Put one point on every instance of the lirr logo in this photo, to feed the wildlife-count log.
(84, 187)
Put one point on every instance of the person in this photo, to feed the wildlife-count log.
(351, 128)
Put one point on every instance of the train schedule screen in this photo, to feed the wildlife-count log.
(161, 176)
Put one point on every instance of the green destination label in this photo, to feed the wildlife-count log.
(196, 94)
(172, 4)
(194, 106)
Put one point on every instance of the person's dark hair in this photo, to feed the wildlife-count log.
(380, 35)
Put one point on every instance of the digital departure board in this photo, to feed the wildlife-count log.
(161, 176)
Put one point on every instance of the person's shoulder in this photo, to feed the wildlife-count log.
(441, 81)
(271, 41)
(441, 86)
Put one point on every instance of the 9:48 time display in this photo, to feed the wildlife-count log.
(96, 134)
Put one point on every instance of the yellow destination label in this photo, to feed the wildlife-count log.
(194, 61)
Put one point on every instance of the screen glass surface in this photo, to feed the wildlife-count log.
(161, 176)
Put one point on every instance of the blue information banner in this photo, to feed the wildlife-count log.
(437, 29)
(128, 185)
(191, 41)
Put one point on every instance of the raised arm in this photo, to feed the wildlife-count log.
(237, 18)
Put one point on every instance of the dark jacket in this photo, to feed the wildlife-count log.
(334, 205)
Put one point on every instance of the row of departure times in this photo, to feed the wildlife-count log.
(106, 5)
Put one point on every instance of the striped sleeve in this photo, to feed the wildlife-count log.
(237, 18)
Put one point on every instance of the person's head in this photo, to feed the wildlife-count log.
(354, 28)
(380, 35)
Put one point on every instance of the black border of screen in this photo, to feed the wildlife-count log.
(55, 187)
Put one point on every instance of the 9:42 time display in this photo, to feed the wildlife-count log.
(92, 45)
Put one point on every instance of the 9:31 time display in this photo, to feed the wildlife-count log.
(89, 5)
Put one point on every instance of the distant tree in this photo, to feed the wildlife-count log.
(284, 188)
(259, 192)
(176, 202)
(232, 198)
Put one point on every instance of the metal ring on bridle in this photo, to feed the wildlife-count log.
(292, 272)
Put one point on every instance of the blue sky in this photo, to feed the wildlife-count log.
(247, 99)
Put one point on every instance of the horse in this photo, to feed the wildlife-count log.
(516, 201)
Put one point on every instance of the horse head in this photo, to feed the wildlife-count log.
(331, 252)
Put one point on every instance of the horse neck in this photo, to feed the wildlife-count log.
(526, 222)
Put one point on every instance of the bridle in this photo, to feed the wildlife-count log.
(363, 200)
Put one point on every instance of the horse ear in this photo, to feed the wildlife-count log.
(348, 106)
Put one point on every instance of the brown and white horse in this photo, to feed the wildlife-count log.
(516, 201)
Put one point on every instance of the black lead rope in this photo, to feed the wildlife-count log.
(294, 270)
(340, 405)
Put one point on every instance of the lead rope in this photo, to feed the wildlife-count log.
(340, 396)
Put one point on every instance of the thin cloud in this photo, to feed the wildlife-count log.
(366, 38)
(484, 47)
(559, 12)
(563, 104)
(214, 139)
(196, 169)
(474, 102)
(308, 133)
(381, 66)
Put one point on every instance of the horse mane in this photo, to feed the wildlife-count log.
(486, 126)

**What the task requires**
Your task is to extract all of the records exactly.

**Exercise result**
Put one point on every instance of the lirr logo in this photo, to feed the wildlife-count log.
(84, 187)
Put one point on every instance of the person in this photo, to feed the wildlife-count log.
(351, 128)
Put one point on every instance of the train schedule screen in this photo, to feed the wildlife-count log.
(161, 176)
Put one point on every instance of the green destination label in this photo, to feed the wildlife-count log.
(196, 94)
(172, 4)
(194, 106)
Put one point on every instance of the person's dark hair in this photo, to feed the wildlife-count log.
(380, 35)
Put one point on every instance of the digital departure board in this photo, to feed the wildlife-count log.
(161, 176)
Put one point on every instance of the person's shoulder in this photo, to feed the wildlife-count log.
(441, 81)
(271, 41)
(441, 86)
Put one point on every instance of the 9:48 time display in this photo, to feed the wildlife-count log.
(96, 134)
Put one point on every instance of the yellow destination label in this photo, to feed the wildlife-count log.
(194, 61)
Put one point on every instance of the screen glass surface in this photo, to feed the wildlife-count log.
(161, 176)
Put one point on every instance of the blue information banner in this photo, to feed the wildlife-count log.
(437, 29)
(128, 185)
(191, 41)
Put one point on every instance of the raised arm in this photo, to feed the wildlife-count log.
(237, 18)
Put one point on every instance of the dark jacket in this photo, to feed the wildlife-count log.
(334, 205)
Put one point on every instance of the row of departure times in this photo, to feed the wildlife-count log.
(106, 5)
Put one point on every instance of the striped sleeve in this photo, to feed the wildlife-count log.
(237, 18)
Put one point on every instance of the person's head in this photo, to feed the wildlife-count log.
(354, 28)
(380, 35)
Put one point on every instance of the black border of screen in this photo, to feed the wildlife-count log.
(55, 187)
Put one point on every instance of the 9:42 time display in this photo, to feed the wildlife-count log.
(92, 45)
Put one point on every instance of the 9:31 time display in this photo, to feed the wildlife-count log.
(89, 5)
Put one point on every instance of the distant tree in this photo, to feed the wildlife-count log.
(284, 188)
(259, 192)
(176, 202)
(232, 198)
Put one point on every instance of the metal ring on bridle in this photo, to feed the wildlife-count log.
(292, 272)
Put one point on every instance of the blue sky in this photo, to feed the wildlife-count log.
(247, 99)
Put one point on every instance of the horse in this photo, to feed the wildlife-count log.
(516, 201)
Put one point on every instance of the horse head in this photo, to feed the wildlife-count log.
(331, 252)
Put one point on every instance of the horse neck in this photo, to feed the wildlife-count log.
(526, 222)
Put one point on every instance of the bridle in this photo, to feed the wildlife-count log.
(363, 200)
Put one point on every instance of the horse ear in this photo, to feed the wildlife-count log.
(348, 106)
Put one point on every instance of the brown and white horse in this photo, to feed the wildlife-count log.
(516, 201)
Put one point on every instance of the black lead rope in this photo, to feed the wildlife-count log.
(294, 270)
(340, 405)
Put one point on every instance of the lead rope in this photo, to feed the wildlife-count log.
(340, 396)
Put one point on every instance of the thin cloud in this photo, to feed the wildlife-count log.
(366, 38)
(484, 47)
(559, 12)
(563, 104)
(214, 139)
(196, 169)
(474, 102)
(308, 133)
(381, 66)
Put one point on every instance of the horse mane in this photo, to feed the wildlife-count log.
(486, 126)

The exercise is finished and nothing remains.